The one thing I know for sure is that hybrid can’t mean doubling the workload and resources for marketing and events teams: running a full in-person event and then producing an entirely separate virtual event for those at home. 

To do that well is extremely cost prohibitive. Corporate event planners would need two separate significant budgets—and internal teams—to produce a single hybrid conference.  

And to do that poorly, by simply offering video feeds of live presentations, would ignore what so many of our clients—and their clients—tell us they want: access to the full immersive experience of an event but with the convenience of attending or speaking from anywhere. Many people have come to depend on the ability to access event content where, when, and how they want—without having to show up in a room in person.

The future of events is not a digital add-on to an in-person experience; it’s a physical add-on to a digital one. 

Like most solutions to hard questions, then, the answer to hybrid is simplicity: one flow, one experience, one event company that takes care of the entire production. This isn’t a hybrid model of events. It’s the future of events—full stop.

For our partners, that means working with a single event partner to create a magical, consistent, and seamless experience—the same design and schedule and onboarding process for both in-person and virtual versions of the event. 

The same custom videos and set designs would appear in person and virtually. The same event agenda and one-on-one meeting schedule would be available in person and virtually. And speakers would be prepared by the same event staff, in the same physical or virtual greenroom, whether presenting in person or virtually. Some speakers would take the main stage at a physical venue. Others would appear on-screen or, in the near future, as holograms. 

And for event attendees, this means maintaining the ability to mix and match their experience. They can attend live sessions one day, network that evening, then watch video highlights of 20 speakers they may have missed on the flight home. 

Meanwhile, whether a person attended in person, online, or both, event organizers would have access to all the same performance data and customer analytics, as well as a living, ever-expanding archive of event content.

In the end, the future of events is not digital or hybrid or physical. It’s all of these things, because creating a unified theory of events is the only way to get the best of all worlds—in-person networking and granular digital analytics, serendipitous encounters, and the freedom to engage in content anywhere.

It comes down to creating a unified, simple event production flow that combines the best of the physical and virtual worlds, so that attendees can experience a live event wherever they are, in whatever form they want, whenever they want—whether in a theater with hundreds of others or flying 35,000 miles above it all.

Objective 1: In the passage on hybrid events, what does the writer say the future of events is, as opposed to a digital add-on to an in-person experience?
The passage on hybrid events and the records that come after it are unrelated.

Given records:
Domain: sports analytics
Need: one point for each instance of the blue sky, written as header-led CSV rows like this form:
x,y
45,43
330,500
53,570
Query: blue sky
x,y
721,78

Objective 2: Please rewrite the records with "blue sky" renamed to "open sky" everywhere, leaving everything else unchanged.

Task solution 1: A physical add-on to a digital one.

Task solution 2:
Domain: sports analytics
Need: one point for each instance of the open sky, written as header-led CSV rows like this form:
x,y
45,43
330,500
53,570
Query: open sky
x,y
721,78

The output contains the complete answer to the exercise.